> **Prompt**: An exact transcription of all the entries below is required.

Entries shown: Begin

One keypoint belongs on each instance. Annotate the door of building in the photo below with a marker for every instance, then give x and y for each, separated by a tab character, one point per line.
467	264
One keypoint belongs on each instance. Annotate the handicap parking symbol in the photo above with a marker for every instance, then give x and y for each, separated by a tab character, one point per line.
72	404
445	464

Entries shown: End

> **Completed exercise**:
One keypoint belongs on each instance. Annotate the door of building in the photo below with a marker for every instance, then give x and y for each, separated by a tab character, one point per line.
467	264
One keypoint belongs on each instance. Annotate the handicap parking symbol in the photo above with a marker for every instance, then give x and y for each, separated by a tab character, one point per line.
72	404
445	464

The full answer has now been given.